• **What the task asks**
Reproduce the listing below word for word, from the first line to the last, and leave out the pictures.

• **Exercise materials**
________

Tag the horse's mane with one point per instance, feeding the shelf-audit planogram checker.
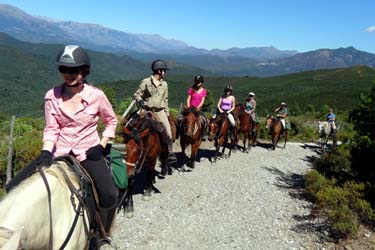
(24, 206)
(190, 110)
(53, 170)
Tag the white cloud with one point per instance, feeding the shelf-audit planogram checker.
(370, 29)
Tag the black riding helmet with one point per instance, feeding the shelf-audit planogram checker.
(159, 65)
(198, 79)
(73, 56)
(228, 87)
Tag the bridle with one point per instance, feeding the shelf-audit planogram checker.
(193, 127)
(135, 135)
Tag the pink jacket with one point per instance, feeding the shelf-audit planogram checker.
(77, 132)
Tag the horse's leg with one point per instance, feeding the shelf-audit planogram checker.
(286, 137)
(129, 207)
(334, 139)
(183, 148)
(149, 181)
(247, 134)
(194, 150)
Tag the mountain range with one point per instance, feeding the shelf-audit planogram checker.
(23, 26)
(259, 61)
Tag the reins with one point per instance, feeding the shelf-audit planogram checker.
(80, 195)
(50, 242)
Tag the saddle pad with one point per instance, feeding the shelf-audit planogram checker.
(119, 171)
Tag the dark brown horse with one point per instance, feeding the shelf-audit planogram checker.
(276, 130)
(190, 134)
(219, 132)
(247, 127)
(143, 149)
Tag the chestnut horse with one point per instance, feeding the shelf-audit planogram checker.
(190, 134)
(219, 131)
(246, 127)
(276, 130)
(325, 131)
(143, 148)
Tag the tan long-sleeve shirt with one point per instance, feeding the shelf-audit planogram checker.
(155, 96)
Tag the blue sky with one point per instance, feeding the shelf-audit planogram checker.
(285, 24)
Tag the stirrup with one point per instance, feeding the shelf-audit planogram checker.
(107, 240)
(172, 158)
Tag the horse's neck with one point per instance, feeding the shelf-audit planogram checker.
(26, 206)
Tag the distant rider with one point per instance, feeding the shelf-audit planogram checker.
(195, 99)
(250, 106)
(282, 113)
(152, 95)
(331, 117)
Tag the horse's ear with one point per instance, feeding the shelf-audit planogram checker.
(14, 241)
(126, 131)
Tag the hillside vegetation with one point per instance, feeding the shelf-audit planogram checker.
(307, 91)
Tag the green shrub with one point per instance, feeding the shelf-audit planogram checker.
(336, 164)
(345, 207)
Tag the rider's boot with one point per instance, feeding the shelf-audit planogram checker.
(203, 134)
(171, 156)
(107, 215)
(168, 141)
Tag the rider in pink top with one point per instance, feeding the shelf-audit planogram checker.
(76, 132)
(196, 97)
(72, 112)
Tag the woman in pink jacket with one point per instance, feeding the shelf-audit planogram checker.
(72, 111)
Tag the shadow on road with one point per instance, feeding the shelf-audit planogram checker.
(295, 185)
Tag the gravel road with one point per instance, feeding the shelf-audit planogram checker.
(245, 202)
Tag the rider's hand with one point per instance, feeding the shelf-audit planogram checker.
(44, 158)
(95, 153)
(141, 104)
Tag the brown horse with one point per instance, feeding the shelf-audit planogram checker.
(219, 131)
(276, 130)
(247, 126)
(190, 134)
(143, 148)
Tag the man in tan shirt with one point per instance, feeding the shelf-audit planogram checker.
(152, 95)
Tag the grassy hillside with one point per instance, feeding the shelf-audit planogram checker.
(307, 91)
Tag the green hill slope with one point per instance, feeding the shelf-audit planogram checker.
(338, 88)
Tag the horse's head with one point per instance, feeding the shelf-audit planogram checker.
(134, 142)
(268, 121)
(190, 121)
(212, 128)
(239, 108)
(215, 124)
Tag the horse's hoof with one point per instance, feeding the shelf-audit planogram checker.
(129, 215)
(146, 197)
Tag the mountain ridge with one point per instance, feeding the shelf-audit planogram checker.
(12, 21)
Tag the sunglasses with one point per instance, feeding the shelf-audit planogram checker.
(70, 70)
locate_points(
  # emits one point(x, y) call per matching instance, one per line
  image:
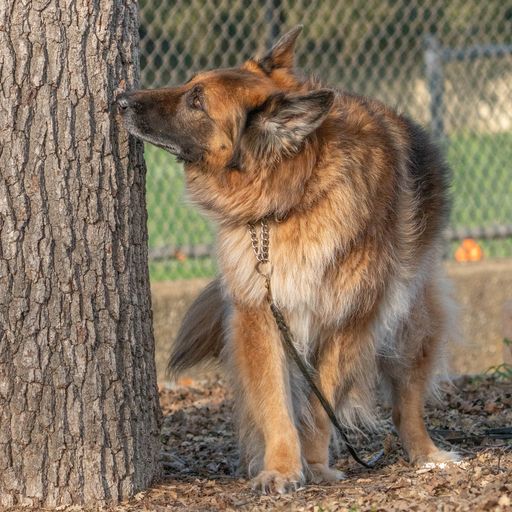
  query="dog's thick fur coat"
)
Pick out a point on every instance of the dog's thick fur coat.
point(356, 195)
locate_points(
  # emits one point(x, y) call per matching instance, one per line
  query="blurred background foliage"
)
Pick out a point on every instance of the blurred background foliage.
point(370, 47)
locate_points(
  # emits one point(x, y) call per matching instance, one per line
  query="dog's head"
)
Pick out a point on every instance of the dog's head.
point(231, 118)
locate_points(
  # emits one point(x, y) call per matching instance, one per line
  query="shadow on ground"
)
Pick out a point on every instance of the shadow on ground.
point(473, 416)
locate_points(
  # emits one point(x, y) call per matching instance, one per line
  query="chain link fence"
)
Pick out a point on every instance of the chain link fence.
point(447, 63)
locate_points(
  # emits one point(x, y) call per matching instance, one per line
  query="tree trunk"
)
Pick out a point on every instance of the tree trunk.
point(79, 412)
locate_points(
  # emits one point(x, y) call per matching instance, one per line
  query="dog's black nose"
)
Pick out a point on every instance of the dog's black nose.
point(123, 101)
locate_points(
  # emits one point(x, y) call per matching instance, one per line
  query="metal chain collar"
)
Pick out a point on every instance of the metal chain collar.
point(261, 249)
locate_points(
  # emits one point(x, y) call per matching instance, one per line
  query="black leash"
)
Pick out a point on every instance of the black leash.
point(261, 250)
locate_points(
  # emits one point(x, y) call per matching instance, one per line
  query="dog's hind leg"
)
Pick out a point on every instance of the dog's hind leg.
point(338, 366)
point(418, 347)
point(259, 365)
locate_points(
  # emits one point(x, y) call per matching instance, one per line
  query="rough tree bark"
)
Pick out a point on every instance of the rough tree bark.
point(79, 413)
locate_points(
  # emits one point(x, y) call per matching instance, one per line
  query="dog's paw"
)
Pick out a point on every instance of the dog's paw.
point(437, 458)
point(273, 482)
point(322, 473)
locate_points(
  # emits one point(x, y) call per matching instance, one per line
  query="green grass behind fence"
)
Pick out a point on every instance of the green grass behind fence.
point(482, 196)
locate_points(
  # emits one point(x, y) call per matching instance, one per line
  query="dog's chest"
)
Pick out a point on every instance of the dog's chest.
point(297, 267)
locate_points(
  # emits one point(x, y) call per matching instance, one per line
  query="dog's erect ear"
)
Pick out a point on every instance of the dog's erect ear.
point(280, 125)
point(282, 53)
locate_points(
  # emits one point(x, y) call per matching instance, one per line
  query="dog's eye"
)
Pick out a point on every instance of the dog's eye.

________

• **Task output**
Tag the horse's mane with one point per instance, feeding the shelf-audit planogram checker.
(24, 206)
(190, 110)
(53, 170)
Tag the white cloud with one point per instance, feeding the shelf-audit planogram checker.
(370, 29)
Tag the black riding helmet with one point per instance, feeding the shelf-audit planogram checker.
(159, 65)
(198, 79)
(73, 56)
(228, 87)
Tag the bridle with one point per instance, feeding the shelf-audit planogram checker.
(193, 127)
(135, 135)
Tag the pink jacket with one point per instance, feeding the shelf-audit planogram checker.
(77, 132)
Tag the horse's leg with one point per instance, feeding the shelf-audit planogram checker.
(286, 137)
(129, 207)
(334, 139)
(183, 148)
(149, 181)
(247, 134)
(194, 150)
Tag the mountain range with one point per instance, feeding the shelf-audit planogram checker.
(23, 26)
(259, 61)
Tag the reins with one point per instance, feeding the shelf-audit planogram checker.
(80, 195)
(50, 242)
Tag the saddle pad with one point per instance, feeding the shelf-audit planogram checker.
(119, 171)
Tag the dark brown horse with one point per instance, feeding the shelf-audit planogram checker.
(276, 130)
(190, 134)
(219, 132)
(247, 127)
(143, 149)
Tag the chestnut horse with one point per instance, feeding the shelf-audit planogram checker.
(190, 134)
(219, 131)
(246, 127)
(276, 130)
(325, 131)
(143, 148)
Tag the tan long-sleeve shirt with one point per instance, feeding the shelf-audit planogram checker.
(155, 96)
Tag the blue sky with one point per instance, feeding the shelf-audit planogram checker.
(285, 24)
Tag the stirrup with one point per instance, feeding the shelf-audit planogram checker.
(107, 240)
(172, 158)
Tag the horse's neck with one point per instance, feeding the shelf-audit planogram checker.
(26, 206)
Tag the distant rider with one point per instance, feeding the shelf-audit planogram checker.
(195, 99)
(250, 106)
(282, 113)
(152, 95)
(331, 117)
Tag the horse's ear with one point per instance, feeding the shelf-audit planogram checker.
(14, 241)
(126, 131)
Tag the hillside vegetation with one point per instance, feeding the shelf-audit planogram checker.
(307, 91)
Tag the green shrub with one point per instance, feeding the shelf-audit planogram checker.
(336, 164)
(345, 207)
Tag the rider's boot with one point per instance, feeding the shelf-audit planogram checker.
(203, 134)
(171, 156)
(107, 215)
(168, 141)
Tag the rider in pink top with one point per instance, feeding the shelf-audit planogram checker.
(76, 132)
(196, 97)
(72, 112)
Tag the woman in pink jacket with one point per instance, feeding the shelf-audit planogram checker.
(72, 111)
Tag the shadow on road with one point per instance, feeding the shelf-audit planogram checker.
(295, 185)
Tag the gravel road with one point per instance, feeding the shelf-audit planogram checker.
(245, 202)
Tag the rider's hand with one point per instance, feeding the shelf-audit planogram checker.
(44, 158)
(95, 153)
(141, 104)
Tag the brown horse with one point per instance, feeding the shelf-audit planogram checker.
(219, 131)
(276, 130)
(247, 126)
(190, 134)
(143, 148)
Tag the man in tan shirt with one point per instance, feeding the shelf-audit planogram checker.
(152, 95)
Tag the grassy hillside with one point per instance, feeding the shelf-audit planogram checker.
(307, 91)
Tag the green hill slope with one point per instance, feeding the shelf-audit planogram checker.
(338, 88)
Tag the horse's head with one point per instance, feeding the shelf-audit planogram checker.
(134, 142)
(268, 121)
(190, 121)
(212, 128)
(239, 108)
(215, 124)
Tag the horse's hoof with one point per instance, feeding the shelf-audit planogram checker.
(129, 215)
(146, 197)
Tag the mountain ridge with one point per instance, feeding the shelf-audit planogram checker.
(12, 21)
Tag the sunglasses with one point per instance, feeding the shelf-audit planogram checker.
(70, 70)
locate_points(
  # emits one point(x, y) call per matching instance, one per line
  image:
  query="dog's thick fur coat"
)
Pick out a point on every instance of the dog's thick fur coat.
point(356, 195)
locate_points(
  # emits one point(x, y) call per matching instance, one per line
  query="blurred background foliage"
)
Pick out a point on every instance of the blurred background foliage.
point(370, 47)
locate_points(
  # emits one point(x, y) call per matching instance, one per line
  query="dog's head"
)
Pick out a point on every instance of the dog's head.
point(231, 118)
locate_points(
  # emits one point(x, y) call per matching instance, one per line
  query="shadow on ground"
)
Pick out a point on every instance of the shadow on ground.
point(473, 416)
locate_points(
  # emits one point(x, y) call per matching instance, one per line
  query="chain link fence"
)
Pick out a point on every instance of the chain link fence.
point(447, 63)
locate_points(
  # emits one point(x, y) call per matching instance, one per line
  query="tree trunk"
)
Pick out a point on every instance of the tree trunk.
point(79, 412)
locate_points(
  # emits one point(x, y) call per matching instance, one per line
  query="dog's black nose"
)
Pick out a point on every instance of the dog's black nose.
point(123, 101)
locate_points(
  # emits one point(x, y) call per matching instance, one per line
  query="metal chain collar"
)
Pick out a point on every instance of the metal chain collar.
point(261, 249)
locate_points(
  # emits one point(x, y) call per matching instance, one per line
  query="black leash"
)
Pick out a point on every instance of the black leash.
point(261, 250)
locate_points(
  # emits one point(x, y) call per matching instance, one per line
  query="dog's hind leg"
)
Pick out a point on every instance of the dog's hind leg.
point(338, 366)
point(418, 347)
point(259, 365)
locate_points(
  # emits one point(x, y) call per matching instance, one per line
  query="rough tree bark"
)
Pick out a point on every instance of the rough tree bark.
point(79, 413)
locate_points(
  # emits one point(x, y) call per matching instance, one per line
  query="dog's paw"
)
Pick out a point on every instance of the dog's paw.
point(437, 458)
point(273, 482)
point(322, 473)
locate_points(
  # emits one point(x, y) call per matching instance, one per line
  query="green grass behind fence"
)
Pick out a point on every instance of the green grass behind fence.
point(482, 196)
locate_points(
  # emits one point(x, y) call per matching instance, one per line
  query="dog's chest"
)
Pick out a point on every instance of the dog's chest.
point(297, 267)
locate_points(
  # emits one point(x, y) call per matching instance, one per line
  query="dog's erect ear"
)
Pick out a point on every instance of the dog's erect ear.
point(280, 125)
point(282, 53)
locate_points(
  # emits one point(x, y) call per matching instance, one per line
  query="dog's eye"
)
Pick out a point on every instance of the dog's eye.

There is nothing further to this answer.